- _Your assignment_: From the records below, output exactly the lines running from the line containing "wanted | a marker on every instance of the manicured" through the line containing "sample | <point>88,229</point>", and no others.

- _Records drawn from a dataset_:
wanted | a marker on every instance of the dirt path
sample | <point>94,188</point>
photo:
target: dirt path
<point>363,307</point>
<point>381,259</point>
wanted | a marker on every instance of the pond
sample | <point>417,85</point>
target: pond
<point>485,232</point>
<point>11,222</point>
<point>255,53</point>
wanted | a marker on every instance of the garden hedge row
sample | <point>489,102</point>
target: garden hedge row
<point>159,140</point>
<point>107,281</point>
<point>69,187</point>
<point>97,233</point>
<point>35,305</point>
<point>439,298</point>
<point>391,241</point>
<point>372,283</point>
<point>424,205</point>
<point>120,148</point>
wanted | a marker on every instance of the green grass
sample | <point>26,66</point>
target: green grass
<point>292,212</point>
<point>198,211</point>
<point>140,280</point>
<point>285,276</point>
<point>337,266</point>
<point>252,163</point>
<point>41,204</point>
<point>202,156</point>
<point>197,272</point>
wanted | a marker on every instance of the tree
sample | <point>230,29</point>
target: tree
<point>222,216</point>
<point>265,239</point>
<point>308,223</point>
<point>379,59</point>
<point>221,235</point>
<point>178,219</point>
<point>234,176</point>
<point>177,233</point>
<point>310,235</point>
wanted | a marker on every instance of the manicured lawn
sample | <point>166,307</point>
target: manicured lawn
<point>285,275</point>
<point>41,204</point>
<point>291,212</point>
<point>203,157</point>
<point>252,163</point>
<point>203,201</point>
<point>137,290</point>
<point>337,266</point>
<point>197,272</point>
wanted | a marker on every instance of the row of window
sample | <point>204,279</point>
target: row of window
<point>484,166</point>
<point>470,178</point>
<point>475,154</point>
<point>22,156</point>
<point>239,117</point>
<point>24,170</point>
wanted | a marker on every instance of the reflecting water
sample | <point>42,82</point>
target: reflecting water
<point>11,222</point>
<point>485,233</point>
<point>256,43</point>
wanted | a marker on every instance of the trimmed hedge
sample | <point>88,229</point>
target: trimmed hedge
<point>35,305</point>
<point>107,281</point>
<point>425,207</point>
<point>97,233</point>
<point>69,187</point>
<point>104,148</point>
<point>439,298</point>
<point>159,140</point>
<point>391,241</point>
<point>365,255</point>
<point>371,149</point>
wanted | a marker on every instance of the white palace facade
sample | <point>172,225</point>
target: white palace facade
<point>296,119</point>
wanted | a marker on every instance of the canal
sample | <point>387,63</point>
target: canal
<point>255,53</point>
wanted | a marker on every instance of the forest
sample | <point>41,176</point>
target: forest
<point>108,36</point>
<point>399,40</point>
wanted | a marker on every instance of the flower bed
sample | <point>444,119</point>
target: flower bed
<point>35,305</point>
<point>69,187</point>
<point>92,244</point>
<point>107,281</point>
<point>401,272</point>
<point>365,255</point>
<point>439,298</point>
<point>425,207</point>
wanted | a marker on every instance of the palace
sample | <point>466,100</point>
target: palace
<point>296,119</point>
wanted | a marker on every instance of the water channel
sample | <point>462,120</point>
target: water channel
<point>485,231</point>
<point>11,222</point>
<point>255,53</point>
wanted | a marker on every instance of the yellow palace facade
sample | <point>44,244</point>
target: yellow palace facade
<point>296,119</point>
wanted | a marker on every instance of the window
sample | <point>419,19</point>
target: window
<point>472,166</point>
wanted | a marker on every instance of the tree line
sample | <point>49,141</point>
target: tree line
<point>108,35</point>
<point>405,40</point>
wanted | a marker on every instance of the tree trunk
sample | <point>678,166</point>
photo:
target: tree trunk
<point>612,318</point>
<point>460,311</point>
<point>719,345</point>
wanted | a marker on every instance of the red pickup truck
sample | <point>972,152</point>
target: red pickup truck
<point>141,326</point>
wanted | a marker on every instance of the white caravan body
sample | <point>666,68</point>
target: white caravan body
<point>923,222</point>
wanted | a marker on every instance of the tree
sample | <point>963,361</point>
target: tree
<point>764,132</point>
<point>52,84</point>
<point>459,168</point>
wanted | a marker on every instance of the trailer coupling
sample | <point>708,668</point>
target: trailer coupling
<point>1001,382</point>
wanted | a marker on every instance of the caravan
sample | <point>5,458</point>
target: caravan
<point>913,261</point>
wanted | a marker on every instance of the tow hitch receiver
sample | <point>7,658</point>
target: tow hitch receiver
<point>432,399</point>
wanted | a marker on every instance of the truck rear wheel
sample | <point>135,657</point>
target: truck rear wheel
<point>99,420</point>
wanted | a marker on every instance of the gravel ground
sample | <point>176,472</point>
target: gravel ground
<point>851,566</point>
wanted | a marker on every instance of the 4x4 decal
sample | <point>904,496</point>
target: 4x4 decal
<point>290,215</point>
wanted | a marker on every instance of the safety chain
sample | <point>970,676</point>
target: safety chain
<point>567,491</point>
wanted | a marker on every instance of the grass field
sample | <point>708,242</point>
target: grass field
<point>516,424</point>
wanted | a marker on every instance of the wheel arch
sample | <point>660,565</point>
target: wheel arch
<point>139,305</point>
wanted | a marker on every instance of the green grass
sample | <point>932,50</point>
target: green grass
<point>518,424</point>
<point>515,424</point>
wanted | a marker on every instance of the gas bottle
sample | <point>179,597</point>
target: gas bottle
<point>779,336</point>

--

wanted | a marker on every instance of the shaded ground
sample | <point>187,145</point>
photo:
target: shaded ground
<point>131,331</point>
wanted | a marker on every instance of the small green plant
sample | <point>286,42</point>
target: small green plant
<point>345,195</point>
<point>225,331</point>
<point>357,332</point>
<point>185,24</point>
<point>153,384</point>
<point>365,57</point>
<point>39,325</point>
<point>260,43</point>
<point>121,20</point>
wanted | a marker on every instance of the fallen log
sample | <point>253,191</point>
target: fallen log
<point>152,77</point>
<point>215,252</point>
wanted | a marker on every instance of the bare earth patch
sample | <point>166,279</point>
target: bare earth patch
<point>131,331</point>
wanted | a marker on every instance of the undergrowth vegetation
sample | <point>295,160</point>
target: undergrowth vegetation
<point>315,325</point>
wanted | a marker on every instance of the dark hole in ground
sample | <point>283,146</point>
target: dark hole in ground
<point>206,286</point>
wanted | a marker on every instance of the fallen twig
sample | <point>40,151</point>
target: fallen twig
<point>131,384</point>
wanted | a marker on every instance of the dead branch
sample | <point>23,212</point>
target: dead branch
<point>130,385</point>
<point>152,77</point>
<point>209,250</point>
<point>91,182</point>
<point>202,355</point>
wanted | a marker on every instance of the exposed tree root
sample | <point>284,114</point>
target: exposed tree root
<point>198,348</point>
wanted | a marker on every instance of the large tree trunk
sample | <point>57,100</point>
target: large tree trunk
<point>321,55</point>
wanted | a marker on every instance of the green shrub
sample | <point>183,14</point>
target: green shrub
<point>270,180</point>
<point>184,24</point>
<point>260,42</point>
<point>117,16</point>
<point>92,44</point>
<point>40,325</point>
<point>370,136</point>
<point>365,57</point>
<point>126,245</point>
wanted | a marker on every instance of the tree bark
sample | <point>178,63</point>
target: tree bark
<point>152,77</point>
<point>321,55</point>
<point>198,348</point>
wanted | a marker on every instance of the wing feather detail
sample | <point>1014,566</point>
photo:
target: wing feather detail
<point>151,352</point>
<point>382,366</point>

- _Written reply_:
wanted | a marker on every instance of the manicured lawn
sample | <point>166,307</point>
target: manicured lawn
<point>285,275</point>
<point>41,204</point>
<point>291,212</point>
<point>203,157</point>
<point>252,163</point>
<point>203,201</point>
<point>137,290</point>
<point>337,266</point>
<point>197,272</point>
wanted | a marker on every instance of the row of window
sample | <point>204,279</point>
target: row of window
<point>484,166</point>
<point>470,178</point>
<point>475,154</point>
<point>22,156</point>
<point>239,117</point>
<point>24,170</point>
wanted | a marker on every instance of the reflecting water
sample | <point>42,82</point>
target: reflecting water
<point>11,222</point>
<point>485,233</point>
<point>256,43</point>
wanted | a marker on every instance of the trimmed hedge
sample | <point>88,229</point>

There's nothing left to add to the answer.